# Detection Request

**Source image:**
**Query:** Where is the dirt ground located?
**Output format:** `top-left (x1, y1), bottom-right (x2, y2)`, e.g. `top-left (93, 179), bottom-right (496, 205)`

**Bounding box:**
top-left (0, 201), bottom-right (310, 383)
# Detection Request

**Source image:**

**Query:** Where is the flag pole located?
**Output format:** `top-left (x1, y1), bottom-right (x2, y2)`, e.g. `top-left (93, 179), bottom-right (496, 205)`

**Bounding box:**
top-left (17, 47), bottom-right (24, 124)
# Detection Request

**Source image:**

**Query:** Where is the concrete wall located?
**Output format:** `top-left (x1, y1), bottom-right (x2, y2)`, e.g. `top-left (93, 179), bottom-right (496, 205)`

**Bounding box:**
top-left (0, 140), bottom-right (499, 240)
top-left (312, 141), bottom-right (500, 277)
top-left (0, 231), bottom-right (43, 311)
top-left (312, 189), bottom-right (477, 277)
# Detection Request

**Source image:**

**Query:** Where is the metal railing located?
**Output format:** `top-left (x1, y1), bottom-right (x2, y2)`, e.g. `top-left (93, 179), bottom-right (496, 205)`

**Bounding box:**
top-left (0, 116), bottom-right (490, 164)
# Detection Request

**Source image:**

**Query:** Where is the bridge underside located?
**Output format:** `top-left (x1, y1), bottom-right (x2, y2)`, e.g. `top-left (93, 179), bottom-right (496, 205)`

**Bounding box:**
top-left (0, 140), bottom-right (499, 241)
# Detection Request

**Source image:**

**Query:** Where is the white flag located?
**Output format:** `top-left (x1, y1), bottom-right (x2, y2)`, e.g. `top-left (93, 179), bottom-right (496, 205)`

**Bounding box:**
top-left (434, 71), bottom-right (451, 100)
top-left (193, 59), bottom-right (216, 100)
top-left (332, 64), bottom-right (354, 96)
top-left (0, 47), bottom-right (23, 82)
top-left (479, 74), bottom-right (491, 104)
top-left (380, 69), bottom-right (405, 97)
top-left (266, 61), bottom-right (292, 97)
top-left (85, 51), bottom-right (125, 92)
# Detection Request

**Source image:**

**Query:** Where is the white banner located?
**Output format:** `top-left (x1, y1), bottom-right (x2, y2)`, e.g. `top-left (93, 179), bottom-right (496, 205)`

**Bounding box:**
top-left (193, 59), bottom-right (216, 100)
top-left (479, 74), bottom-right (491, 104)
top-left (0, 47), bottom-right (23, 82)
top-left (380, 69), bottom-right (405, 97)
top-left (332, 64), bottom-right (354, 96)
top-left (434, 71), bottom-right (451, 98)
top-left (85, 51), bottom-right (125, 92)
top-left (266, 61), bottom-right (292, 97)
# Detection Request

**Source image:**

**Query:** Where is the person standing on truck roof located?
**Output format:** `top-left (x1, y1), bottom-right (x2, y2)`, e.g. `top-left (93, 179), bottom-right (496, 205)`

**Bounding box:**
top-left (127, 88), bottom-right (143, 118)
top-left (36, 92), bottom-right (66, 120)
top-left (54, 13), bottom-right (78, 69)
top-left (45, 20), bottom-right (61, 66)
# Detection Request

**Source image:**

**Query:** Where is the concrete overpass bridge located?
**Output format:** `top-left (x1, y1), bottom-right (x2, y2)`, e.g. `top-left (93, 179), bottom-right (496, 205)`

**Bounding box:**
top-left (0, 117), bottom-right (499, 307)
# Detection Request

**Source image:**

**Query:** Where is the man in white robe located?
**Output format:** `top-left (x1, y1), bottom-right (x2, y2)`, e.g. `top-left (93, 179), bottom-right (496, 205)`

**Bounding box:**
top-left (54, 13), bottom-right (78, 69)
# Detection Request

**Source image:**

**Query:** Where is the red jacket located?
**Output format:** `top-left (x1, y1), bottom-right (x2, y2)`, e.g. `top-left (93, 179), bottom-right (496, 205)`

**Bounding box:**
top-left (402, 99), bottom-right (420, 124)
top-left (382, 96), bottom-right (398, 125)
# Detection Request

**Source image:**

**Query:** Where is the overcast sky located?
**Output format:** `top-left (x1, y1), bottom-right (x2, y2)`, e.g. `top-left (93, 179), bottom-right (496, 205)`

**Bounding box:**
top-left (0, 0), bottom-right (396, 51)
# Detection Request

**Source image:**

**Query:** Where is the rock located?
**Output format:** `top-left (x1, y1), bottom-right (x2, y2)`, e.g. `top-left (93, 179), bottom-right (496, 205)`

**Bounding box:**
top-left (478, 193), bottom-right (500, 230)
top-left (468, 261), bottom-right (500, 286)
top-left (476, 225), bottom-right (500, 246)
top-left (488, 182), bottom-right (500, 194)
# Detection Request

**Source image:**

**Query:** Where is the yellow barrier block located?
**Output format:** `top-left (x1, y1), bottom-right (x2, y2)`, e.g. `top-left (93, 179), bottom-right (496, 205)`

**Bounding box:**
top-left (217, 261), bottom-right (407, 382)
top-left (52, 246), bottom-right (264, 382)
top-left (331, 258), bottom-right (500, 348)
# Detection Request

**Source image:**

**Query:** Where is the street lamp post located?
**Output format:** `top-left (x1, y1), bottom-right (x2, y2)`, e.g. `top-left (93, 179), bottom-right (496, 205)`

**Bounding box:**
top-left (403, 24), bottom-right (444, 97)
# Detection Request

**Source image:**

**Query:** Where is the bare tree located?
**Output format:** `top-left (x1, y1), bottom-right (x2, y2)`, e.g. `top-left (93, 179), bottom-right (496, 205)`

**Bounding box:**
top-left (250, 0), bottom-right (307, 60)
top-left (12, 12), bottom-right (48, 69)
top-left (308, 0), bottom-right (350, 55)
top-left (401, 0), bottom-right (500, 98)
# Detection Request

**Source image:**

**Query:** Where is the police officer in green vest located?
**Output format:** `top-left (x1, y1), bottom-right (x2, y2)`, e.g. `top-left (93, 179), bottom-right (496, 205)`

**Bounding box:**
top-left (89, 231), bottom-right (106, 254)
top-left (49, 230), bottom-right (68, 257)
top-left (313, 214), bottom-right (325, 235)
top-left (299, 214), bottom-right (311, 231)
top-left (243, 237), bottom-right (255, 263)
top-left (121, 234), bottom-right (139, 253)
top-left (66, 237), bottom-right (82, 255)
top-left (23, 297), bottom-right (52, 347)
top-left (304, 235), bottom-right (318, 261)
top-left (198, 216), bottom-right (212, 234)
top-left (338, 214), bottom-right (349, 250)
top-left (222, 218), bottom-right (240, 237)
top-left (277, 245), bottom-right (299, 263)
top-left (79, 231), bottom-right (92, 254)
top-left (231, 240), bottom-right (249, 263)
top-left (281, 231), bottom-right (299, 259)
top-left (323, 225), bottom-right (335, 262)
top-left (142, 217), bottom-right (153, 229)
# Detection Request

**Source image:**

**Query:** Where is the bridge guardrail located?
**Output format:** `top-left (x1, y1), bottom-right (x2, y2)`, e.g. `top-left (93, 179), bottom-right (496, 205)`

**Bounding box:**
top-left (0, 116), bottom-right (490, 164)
+++
- Directions for this task:
Could you print the whole listing above again, word for word, with every line unchanged?

- Solution for this task:
# Detection Request

**Source image:**
**Query:** Where is the dirt ground located?
**Output format:** `top-left (x1, y1), bottom-right (x2, y2)`, e.g. `top-left (93, 179), bottom-right (496, 205)`

**Bounding box:**
top-left (0, 201), bottom-right (310, 383)
# Detection Request

**Source image:**

**Query:** Where is the flag pole located?
**Output format:** `top-left (x1, y1), bottom-right (x2, y2)`, e.g. `top-left (93, 179), bottom-right (496, 205)`

**Bounding box:**
top-left (17, 47), bottom-right (24, 124)
# Detection Request

**Source image:**

**Query:** Where is the concrete wall located?
**Output format:** `top-left (x1, y1), bottom-right (x2, y2)`, e.g. `top-left (93, 179), bottom-right (496, 205)`

**Bounding box:**
top-left (0, 140), bottom-right (499, 240)
top-left (312, 141), bottom-right (500, 277)
top-left (0, 231), bottom-right (43, 311)
top-left (312, 189), bottom-right (477, 277)
# Detection Request

**Source image:**

**Query:** Where is the metal railing located?
**Output format:** `top-left (x1, y1), bottom-right (x2, y2)`, e.g. `top-left (93, 179), bottom-right (496, 205)`

**Bounding box:**
top-left (0, 116), bottom-right (490, 164)
# Detection Request

**Source image:**

**Query:** Where is the bridge underside located?
**Output format:** `top-left (x1, y1), bottom-right (x2, y2)`, e.g. `top-left (93, 179), bottom-right (496, 205)`

**Bounding box:**
top-left (0, 140), bottom-right (499, 241)
# Detection Request

**Source image:**

**Query:** Where is the white flag located?
**Output format:** `top-left (x1, y1), bottom-right (x2, y2)`, e.g. `top-left (93, 179), bottom-right (496, 205)`

**Bounding box:**
top-left (434, 71), bottom-right (451, 100)
top-left (193, 59), bottom-right (216, 100)
top-left (332, 64), bottom-right (354, 96)
top-left (0, 47), bottom-right (23, 82)
top-left (479, 74), bottom-right (491, 104)
top-left (380, 69), bottom-right (405, 97)
top-left (266, 61), bottom-right (292, 97)
top-left (85, 51), bottom-right (125, 92)
# Detection Request

**Source image:**

**Query:** Where is the white banner located?
**Output format:** `top-left (x1, y1), bottom-right (x2, y2)`, e.g. `top-left (93, 179), bottom-right (496, 205)`

**Bounding box:**
top-left (193, 59), bottom-right (216, 100)
top-left (479, 74), bottom-right (491, 104)
top-left (0, 47), bottom-right (23, 82)
top-left (380, 69), bottom-right (405, 97)
top-left (332, 64), bottom-right (354, 96)
top-left (434, 71), bottom-right (451, 98)
top-left (85, 51), bottom-right (125, 92)
top-left (266, 61), bottom-right (292, 97)
# Detection Request

**Source image:**

**Query:** Where is the person standing on truck roof located?
**Output format:** `top-left (x1, y1), bottom-right (x2, y2)`, e.g. `top-left (93, 179), bottom-right (496, 205)`

**Bounding box:**
top-left (127, 88), bottom-right (143, 118)
top-left (36, 92), bottom-right (66, 120)
top-left (54, 13), bottom-right (78, 69)
top-left (45, 20), bottom-right (61, 66)
# Detection Request

**Source image:**

**Query:** Where is the concrete overpass bridge located?
**Output format:** `top-left (x1, y1), bottom-right (x2, y2)`, e.g. `top-left (93, 179), bottom-right (496, 205)`

**Bounding box:**
top-left (0, 117), bottom-right (499, 307)
# Detection Request

**Source image:**

**Query:** Where is the man in white robe located?
**Output format:** `top-left (x1, y1), bottom-right (x2, y2)`, e.g. `top-left (93, 179), bottom-right (496, 205)`

**Bounding box:**
top-left (54, 13), bottom-right (78, 69)
# Detection Request

**Source image:**

**Query:** Where is the red jacket located?
**Output format:** `top-left (x1, y1), bottom-right (x2, y2)`, e.g. `top-left (93, 179), bottom-right (496, 205)`

**Bounding box:**
top-left (402, 99), bottom-right (420, 124)
top-left (382, 96), bottom-right (398, 125)
# Detection Request

**Source image:**

**Query:** Where is the overcast sky located?
**Output format:** `top-left (x1, y1), bottom-right (x2, y2)`, e.g. `top-left (93, 179), bottom-right (496, 205)`

**Bounding box:**
top-left (0, 0), bottom-right (396, 51)
# Detection Request

**Source image:**

**Query:** Where is the rock located?
**Output format:** `top-left (x1, y1), bottom-right (x2, y2)`, e.g. `top-left (93, 179), bottom-right (496, 205)`

**Bounding box:**
top-left (478, 193), bottom-right (500, 230)
top-left (468, 261), bottom-right (500, 286)
top-left (476, 225), bottom-right (500, 246)
top-left (488, 182), bottom-right (500, 194)
# Detection Request

**Source image:**

**Query:** Where is the yellow barrier block located?
**Output format:** `top-left (x1, y1), bottom-right (x2, y2)`, e.g. `top-left (93, 179), bottom-right (496, 205)`

**Bounding box:**
top-left (217, 261), bottom-right (407, 382)
top-left (52, 246), bottom-right (264, 382)
top-left (331, 258), bottom-right (500, 348)
# Detection Request

**Source image:**

**Query:** Where is the street lamp post located?
**Output format:** `top-left (x1, y1), bottom-right (x2, y2)`, e.g. `top-left (93, 179), bottom-right (496, 205)`

**Bounding box:**
top-left (403, 24), bottom-right (444, 97)
# Detection Request

**Source image:**

**Query:** Where is the bare tree located?
**Output format:** `top-left (x1, y1), bottom-right (x2, y2)`, e.g. `top-left (93, 179), bottom-right (496, 205)`

**Bounding box:**
top-left (250, 0), bottom-right (307, 60)
top-left (12, 12), bottom-right (48, 69)
top-left (308, 0), bottom-right (350, 55)
top-left (401, 0), bottom-right (500, 98)
# Detection Request

**Source image:**

**Query:** Where is the police officer in green vest located?
**Output format:** `top-left (x1, y1), bottom-right (x2, y2)`, e.g. `top-left (93, 179), bottom-right (496, 205)`

**Bounding box:**
top-left (89, 231), bottom-right (106, 254)
top-left (49, 230), bottom-right (68, 257)
top-left (313, 214), bottom-right (325, 235)
top-left (299, 214), bottom-right (311, 231)
top-left (243, 237), bottom-right (255, 263)
top-left (121, 234), bottom-right (139, 253)
top-left (66, 237), bottom-right (82, 255)
top-left (23, 297), bottom-right (52, 347)
top-left (304, 235), bottom-right (318, 261)
top-left (198, 216), bottom-right (212, 234)
top-left (338, 214), bottom-right (349, 250)
top-left (222, 218), bottom-right (240, 237)
top-left (277, 245), bottom-right (299, 263)
top-left (79, 231), bottom-right (92, 254)
top-left (231, 240), bottom-right (249, 263)
top-left (281, 231), bottom-right (299, 259)
top-left (323, 225), bottom-right (335, 262)
top-left (142, 217), bottom-right (153, 229)
# Detection Request

**Source image:**

**Query:** Where is the bridge guardrail located?
**Output format:** `top-left (x1, y1), bottom-right (x2, y2)`, e.g. `top-left (93, 179), bottom-right (496, 205)`

**Bounding box:**
top-left (0, 116), bottom-right (490, 164)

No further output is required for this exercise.